§ Extract provided:
Honeywell hosted its first Honeywell Hackathon Challenge on June 9 in
Bengaluru, India in association with HackerEarth, which is a provider of
enterprise software solutions that help organizations in their innovation
management and talent assessment endeavors. The first in a series of similar
events scheduled for this year, The Honeywell Hackathon Challenge was held at
Honeywell Technology Solutions’ office with more than 2,000 participants.
The Honeywell Hackathon
Challenge is designed to stimulate creativity and innovation on technologies
that are defining our increasingly connected world. The first Hackathon ideated
on Chatbots, Augmented
Reality/Virtual Reality, Predictive Analytics, Image Recognition, Machine
Learning, Natural Language Processing, and Real-Time Location Sensing / GPS.
The 169 entries were evaluated based on the innovativeness of the idea, its
relevance as a solution to the problem, and the maturity of technology
employed. Twenty-two shortlisted teams comprising 41 contestants then
participated in the day-long offline Hackathon held at the Honeywell Bengaluru
campus.

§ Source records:
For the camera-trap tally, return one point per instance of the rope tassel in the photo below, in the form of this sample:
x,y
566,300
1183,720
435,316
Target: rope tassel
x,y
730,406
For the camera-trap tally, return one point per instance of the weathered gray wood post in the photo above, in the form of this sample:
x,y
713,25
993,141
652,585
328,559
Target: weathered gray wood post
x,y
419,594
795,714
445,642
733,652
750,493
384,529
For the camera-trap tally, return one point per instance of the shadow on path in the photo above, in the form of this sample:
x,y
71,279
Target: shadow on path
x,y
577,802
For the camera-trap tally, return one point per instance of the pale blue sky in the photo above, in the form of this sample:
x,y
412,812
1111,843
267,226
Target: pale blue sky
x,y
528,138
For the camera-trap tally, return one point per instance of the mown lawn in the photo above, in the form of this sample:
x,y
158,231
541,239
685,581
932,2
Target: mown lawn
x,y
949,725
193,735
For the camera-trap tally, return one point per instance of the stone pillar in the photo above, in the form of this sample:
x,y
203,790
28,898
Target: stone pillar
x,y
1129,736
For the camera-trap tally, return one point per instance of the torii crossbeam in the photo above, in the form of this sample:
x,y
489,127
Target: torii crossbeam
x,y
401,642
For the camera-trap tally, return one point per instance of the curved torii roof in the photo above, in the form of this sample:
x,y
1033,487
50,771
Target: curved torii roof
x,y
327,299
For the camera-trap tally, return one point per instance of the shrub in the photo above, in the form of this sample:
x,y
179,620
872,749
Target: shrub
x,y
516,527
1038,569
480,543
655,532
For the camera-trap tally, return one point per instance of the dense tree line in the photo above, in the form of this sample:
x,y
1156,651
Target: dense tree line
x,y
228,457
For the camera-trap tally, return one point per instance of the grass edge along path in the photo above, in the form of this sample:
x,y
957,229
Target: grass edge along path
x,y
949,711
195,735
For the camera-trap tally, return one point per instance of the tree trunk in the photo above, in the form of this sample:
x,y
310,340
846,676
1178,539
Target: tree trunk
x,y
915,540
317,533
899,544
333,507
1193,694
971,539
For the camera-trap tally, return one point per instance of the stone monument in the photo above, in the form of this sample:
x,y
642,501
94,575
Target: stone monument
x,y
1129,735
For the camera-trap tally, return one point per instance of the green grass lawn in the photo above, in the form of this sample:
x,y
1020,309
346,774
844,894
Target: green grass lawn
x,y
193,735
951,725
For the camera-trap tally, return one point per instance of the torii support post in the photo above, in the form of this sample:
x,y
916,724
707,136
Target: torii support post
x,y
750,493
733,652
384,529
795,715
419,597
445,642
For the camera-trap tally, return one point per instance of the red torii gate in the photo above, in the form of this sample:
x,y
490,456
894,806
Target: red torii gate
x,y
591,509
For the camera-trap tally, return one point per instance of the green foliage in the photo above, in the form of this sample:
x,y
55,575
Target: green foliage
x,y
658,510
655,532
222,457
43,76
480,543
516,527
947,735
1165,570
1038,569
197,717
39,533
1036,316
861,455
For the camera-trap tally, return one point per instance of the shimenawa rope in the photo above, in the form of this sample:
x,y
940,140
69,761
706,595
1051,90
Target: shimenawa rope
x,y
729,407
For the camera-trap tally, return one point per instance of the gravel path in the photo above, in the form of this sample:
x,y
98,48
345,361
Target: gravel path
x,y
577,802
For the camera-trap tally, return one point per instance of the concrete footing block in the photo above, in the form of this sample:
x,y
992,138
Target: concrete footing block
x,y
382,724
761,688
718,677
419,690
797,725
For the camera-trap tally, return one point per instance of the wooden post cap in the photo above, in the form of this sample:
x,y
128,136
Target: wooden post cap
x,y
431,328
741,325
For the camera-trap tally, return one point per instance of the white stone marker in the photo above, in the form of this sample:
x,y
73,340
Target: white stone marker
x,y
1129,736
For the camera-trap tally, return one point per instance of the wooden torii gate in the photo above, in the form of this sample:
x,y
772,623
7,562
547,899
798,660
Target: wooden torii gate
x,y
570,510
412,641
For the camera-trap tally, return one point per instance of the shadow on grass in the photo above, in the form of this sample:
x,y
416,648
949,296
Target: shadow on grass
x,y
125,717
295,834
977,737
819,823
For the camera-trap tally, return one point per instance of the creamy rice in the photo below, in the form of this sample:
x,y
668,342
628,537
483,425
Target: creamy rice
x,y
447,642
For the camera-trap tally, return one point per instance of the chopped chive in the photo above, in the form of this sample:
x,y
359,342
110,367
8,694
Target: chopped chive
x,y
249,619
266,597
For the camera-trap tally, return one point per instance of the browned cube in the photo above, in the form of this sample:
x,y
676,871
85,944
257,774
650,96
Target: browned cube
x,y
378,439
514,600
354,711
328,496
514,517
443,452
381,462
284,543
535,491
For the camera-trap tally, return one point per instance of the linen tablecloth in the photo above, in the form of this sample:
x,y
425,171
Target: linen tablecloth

§ Requirement 1: For the Honeywell hackathon text, say whether each statement agrees with it, answering yes or no and quoting the deciding words: (a) the challenge drew 169 entries; (b) thirty teams were shortlisted for the offline event; (c) the first Hackathon was held in Bengaluru.
§ Requirement 2: Continue the Honeywell hackathon text from its last sentence.

§ Task response 1:
(a) Yes: "The 169 entries were evaluated based on the innovativeness of the idea"
(b) No: "Twenty-two shortlisted teams comprising 41 contestants"
(c) Yes: "on June 9 in Bengaluru, India"

§ Task response 2:
The winners were Lezwon
Castellino, Jaison Chacko and Rahul Acharya,
students at Christ University, Bangalore, whose application was a Self-Driving
Artificial Intelligence. Says Lezwon: “We have participated in other Hackathons
before but were truly inspired by the caliber of solutions designed by other
teams at this event. It was great to meet and talk with the engineering and
development teams at Honeywell. We deeply appreciate the steer and mentoring we
got from Honeywell to optimize our solution.”
The Honeywell
Hackathon Challenge saw 1,200 students from the prestigious Indian Institutes
of Technology (IITs), Regional Engineering Colleges, and school children from
across the country submit their ideas. Gaurang Bharti, a
student of Oakridge International School, whose idea made it to the final
shortlist, was among the youngest participants. “Our idea was appraised by
professionals. We received feedback on improving the idea for mass use. This is
a very rare opportunity and a great learning exercise”, said Bharti.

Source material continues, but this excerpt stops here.